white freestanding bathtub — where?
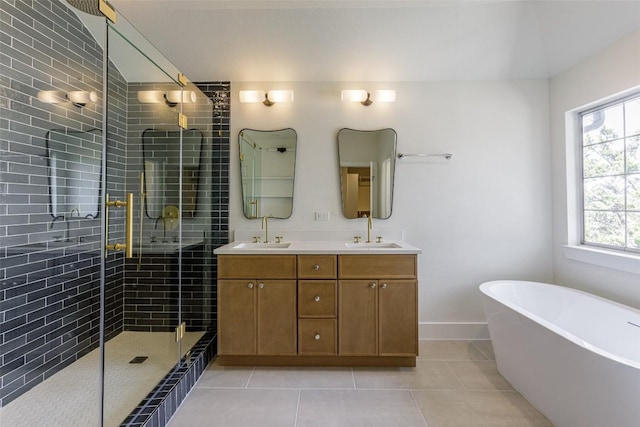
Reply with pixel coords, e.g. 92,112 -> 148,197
480,281 -> 640,427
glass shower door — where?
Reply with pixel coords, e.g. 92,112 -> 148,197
103,16 -> 185,426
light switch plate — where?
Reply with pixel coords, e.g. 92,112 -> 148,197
316,211 -> 329,221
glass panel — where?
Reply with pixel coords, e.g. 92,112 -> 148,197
584,211 -> 625,246
178,82 -> 214,363
104,16 -> 182,426
624,97 -> 640,136
627,173 -> 640,211
627,136 -> 640,173
584,139 -> 624,178
582,104 -> 624,145
584,176 -> 625,210
627,212 -> 640,249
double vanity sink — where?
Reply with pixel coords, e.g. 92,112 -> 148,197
215,241 -> 421,255
214,240 -> 421,366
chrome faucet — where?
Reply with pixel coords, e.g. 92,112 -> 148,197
49,215 -> 71,242
262,216 -> 271,243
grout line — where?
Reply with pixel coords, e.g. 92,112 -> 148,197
244,366 -> 256,388
409,389 -> 429,427
444,360 -> 467,391
293,389 -> 302,427
351,366 -> 358,390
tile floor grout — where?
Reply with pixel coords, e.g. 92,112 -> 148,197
168,340 -> 553,427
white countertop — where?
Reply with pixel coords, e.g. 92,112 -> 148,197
213,240 -> 422,255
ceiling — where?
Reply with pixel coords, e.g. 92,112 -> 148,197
105,0 -> 640,81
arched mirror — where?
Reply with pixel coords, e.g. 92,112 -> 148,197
238,128 -> 298,219
338,128 -> 397,219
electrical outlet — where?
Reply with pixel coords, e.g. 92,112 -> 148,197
316,211 -> 329,221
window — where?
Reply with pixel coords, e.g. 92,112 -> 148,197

==*==

_TAREA_
Determina cuántas líneas de los registros contienen la cadena "glass", teniendo en cuenta mayúsculas y minúsculas. Responde solo con el número.

_RESPUESTA_
2